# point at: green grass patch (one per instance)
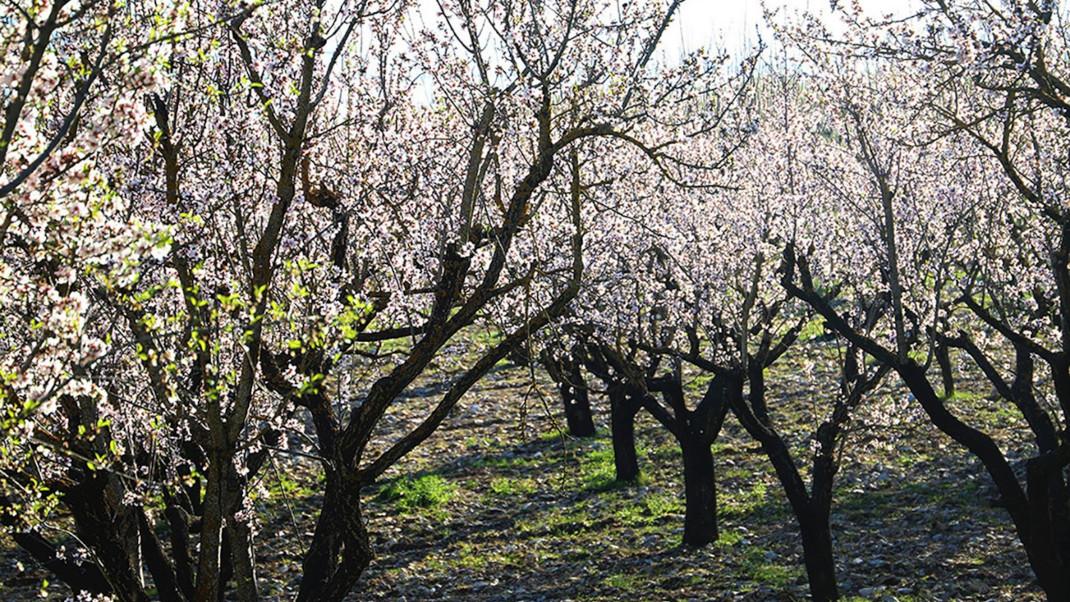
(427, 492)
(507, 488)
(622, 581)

★ ★ ★ ★ ★

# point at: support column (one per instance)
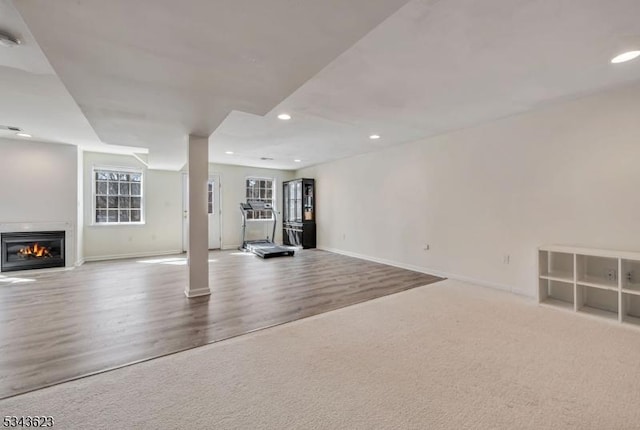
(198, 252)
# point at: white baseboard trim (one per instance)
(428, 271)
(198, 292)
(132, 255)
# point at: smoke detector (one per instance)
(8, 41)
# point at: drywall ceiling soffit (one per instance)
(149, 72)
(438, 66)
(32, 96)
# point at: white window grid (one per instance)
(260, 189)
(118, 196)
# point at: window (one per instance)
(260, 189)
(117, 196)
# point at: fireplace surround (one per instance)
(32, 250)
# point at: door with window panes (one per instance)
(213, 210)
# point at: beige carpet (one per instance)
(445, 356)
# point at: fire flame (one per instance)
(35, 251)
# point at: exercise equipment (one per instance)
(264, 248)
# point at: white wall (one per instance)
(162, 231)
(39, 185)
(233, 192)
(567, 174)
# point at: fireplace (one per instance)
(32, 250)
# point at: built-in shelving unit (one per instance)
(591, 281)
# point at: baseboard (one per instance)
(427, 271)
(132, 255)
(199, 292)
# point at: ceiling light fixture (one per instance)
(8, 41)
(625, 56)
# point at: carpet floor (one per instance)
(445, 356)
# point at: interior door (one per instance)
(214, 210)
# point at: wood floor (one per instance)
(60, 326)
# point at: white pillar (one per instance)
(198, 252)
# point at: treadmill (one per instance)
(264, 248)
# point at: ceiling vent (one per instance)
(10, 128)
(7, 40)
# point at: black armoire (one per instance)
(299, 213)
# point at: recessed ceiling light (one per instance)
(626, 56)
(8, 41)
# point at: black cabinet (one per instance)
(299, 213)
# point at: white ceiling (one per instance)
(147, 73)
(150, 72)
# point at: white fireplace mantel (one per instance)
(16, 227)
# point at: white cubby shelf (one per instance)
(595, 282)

★ ★ ★ ★ ★

# [練習問題]
上の行から、「floor」という語を含む行をすべて抜き出すこと。

# [最終結果]
# point at: carpet floor (one per instance)
# point at: wood floor (one per instance)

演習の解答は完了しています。